The Everpresent Cyber Threat
Cybersecurity remains a significant threat for any systems which make use of network connectivity. Despite the increased focus of a few years ago following negative reports about security devices, the reality is that awareness of cybersecurity issues is still lower than it should be in the industry. While many leading companies have taken steps to increase the protection on offer, there is still more that could be done by integrators and end users.
It is not just the world of security that is undergoing a widespread migration to networked platforms. The vast majority of industries and service providers are moving across to a networked approach. The change is happening for good reason: unified platforms and data sharing deliver business efficiencies, and also enrich the personal lives of individuals. As new possibilities emerge, businesses, organisations and consumers are eager to explore them. The security industry has seen significant change, with many positives coming out of the migration to networked solutions.

DATA SHOWN:
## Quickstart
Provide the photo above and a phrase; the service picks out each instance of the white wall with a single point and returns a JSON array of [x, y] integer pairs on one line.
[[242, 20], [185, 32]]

PROBLEMS AND TASKS:
[1] Answer these questions about the text on the cyber threat, one line each.
(a) What prompted the increased focus on cybersecurity a few years ago?
(b) Who could still do more to improve protection?
(c) What two benefits of unified platforms and data sharing are named?
[2] Carry on the text on the cyber threat from its last sentence.

TASK-BY-TASK OUTPUTS:
[1]
(a) Negative reports about security devices.
(b) Integrators and end users.
(c) They deliver business efficiencies and enrich the personal lives of individuals.

[2]
It is a rare business that doesn’t want to increase efficiency, and the use of networked solutions enables this. Whether end users are seeking streamlined administration, enhanced process control, asset monitoring, system automation, control of environmental elements or business economies with regard to the consumption of resources, the move to converged platforms is well underway and is here to stay.
New and emerging technologies such as deep learning, artificial intelligence and the Internet of Things all serve to further increase the demand for converged systems and networked technologies. No industry can afford to side-step the advances if it wishes to survive, and that includes the security systems sector.
By it’s very nature, the security industry has always faced evolving threats. Because security inevitably protects items of worth, criminals will always look to find new ways of defeating security systems.
For example, many years ago, when alarm systems had large bell-and-hammer audible warning devices on the outside of buildings, criminals would stuff a rag between the bell and hammer to silence them. As a result, the industry created sounders. Criminals then worked out that a sounder filled with expanding foam could be silenced, so the industry created foam detection.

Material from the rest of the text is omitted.